Each record that follows goes into your reply unchanged; the pictures do not.

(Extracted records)
--- START ---

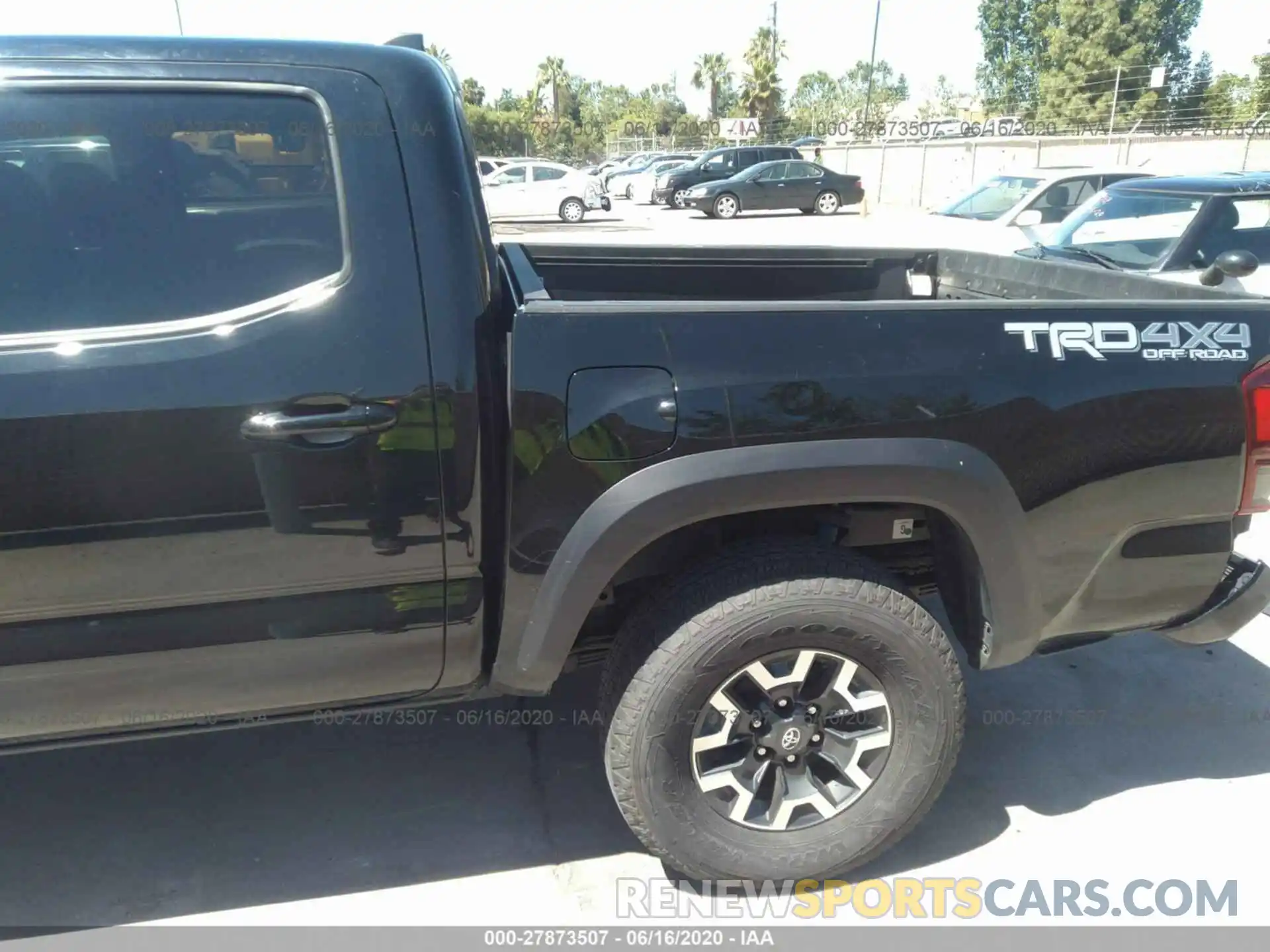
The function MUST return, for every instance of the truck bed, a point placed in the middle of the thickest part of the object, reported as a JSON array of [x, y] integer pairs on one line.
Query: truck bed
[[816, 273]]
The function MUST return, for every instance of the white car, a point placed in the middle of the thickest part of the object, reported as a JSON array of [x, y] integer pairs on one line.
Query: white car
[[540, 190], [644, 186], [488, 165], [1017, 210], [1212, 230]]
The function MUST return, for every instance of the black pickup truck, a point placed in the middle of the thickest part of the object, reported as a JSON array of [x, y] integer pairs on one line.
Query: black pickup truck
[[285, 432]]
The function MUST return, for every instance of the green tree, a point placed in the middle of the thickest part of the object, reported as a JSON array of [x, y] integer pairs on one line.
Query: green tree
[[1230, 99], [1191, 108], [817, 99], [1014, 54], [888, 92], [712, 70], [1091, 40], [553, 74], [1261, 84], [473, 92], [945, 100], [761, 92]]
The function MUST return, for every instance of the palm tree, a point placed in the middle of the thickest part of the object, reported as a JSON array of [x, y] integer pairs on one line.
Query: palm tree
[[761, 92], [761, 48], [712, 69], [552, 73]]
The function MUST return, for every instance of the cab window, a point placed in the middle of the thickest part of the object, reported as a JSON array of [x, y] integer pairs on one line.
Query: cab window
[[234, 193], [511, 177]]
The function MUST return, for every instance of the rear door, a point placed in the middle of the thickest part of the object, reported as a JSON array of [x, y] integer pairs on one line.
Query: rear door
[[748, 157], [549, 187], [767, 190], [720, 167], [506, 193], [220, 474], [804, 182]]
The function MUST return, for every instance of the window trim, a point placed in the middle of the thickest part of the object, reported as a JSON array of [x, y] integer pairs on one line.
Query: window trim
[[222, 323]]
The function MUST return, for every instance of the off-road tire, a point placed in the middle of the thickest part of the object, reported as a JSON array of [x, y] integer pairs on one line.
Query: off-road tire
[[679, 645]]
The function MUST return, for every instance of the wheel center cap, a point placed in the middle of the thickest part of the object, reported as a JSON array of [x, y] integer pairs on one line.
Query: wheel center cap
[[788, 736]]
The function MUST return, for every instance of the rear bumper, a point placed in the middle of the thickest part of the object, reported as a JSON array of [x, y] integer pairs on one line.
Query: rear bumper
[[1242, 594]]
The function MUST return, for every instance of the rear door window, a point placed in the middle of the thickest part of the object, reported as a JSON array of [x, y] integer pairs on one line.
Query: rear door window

--- END ---

WRITTEN RESPONSE:
The function MUST return, for every instance of the truck bed, a point placed in the middle of the thickest part of the object, reported as a JSON array of [x, y] integer pairs on one line.
Query: truck bed
[[816, 273]]
The function MUST return, for every instance of the white car, a point placed in the middle of the thickest part of the object, reported as a JSON array of [x, y] integer pairs on one line.
Query: white car
[[540, 190], [644, 186], [488, 165], [1017, 210], [1212, 230]]
The function MUST return, for every instance of the black pickup truck, a point placed in the middle of the thickest part of the object, reported as a JSON array of [x, y] integer pairs on one line.
Query: black pickup truck
[[285, 432]]
The function MUST return, for every instance of the green tree, a point placed in the middle of the thickest part of the object, reported as a JSON array of [x, y] integer pairs on one line.
Query: green tree
[[1230, 99], [1191, 108], [817, 99], [1014, 54], [888, 92], [712, 70], [1091, 40], [553, 74], [1261, 84], [473, 92], [945, 100], [761, 92]]
The function MUST return, for every instance of the palm tree, a point placed in the middle of the thickest part of the object, reported as a JSON array of [x, y] integer pairs on one line.
Query: palm tree
[[761, 92], [761, 48], [712, 69], [552, 73]]
The function MUST return, for every instance of the cab window, a point placed in the middle of the thickest part of the object, reported as a JSON array of [x, y] integer pairs on one line.
Query: cab window
[[234, 193], [511, 177]]
The function MUST return, for every instance of the rear door, a point placed in the middle of the thickest part of the object, reported as a JSON array of [x, y] integer pairs on one line.
Query: rear door
[[748, 157], [549, 187], [767, 190], [720, 167], [506, 193], [220, 474], [804, 182]]
The function MUST return, for every instance of the window trim, a point placed in the middle of the thickest part of the object, reported as a JSON array of [x, y] integer pairs on one line.
Query: window trim
[[222, 323]]
The function MUST return, for every instance of the off-road tire, a point placed in the middle of the thickest part of the object, reported as a JSON array of [x, y] integer pairs on one line.
Query: off-road tire
[[679, 645]]
The function MUST return, for every instance of the wheel center cap, a point placed in the middle of the thickest part of the object, reported as a JSON array of [x, y] integer pairs on one line.
Query: wheel center cap
[[788, 736]]
The function MUST return, for every instance of the rear bumper, a point placed in the middle of the thickest part of the object, reported as a JSON array of [x, y] integer pairs on one line.
Query: rear bumper
[[1242, 594]]
The function MUST return, for every instance of the rear door window, a point placed in the middle of the thickest part of the object, reported as a JSON array of [x, y] integer pairs on one line.
Query: rear door window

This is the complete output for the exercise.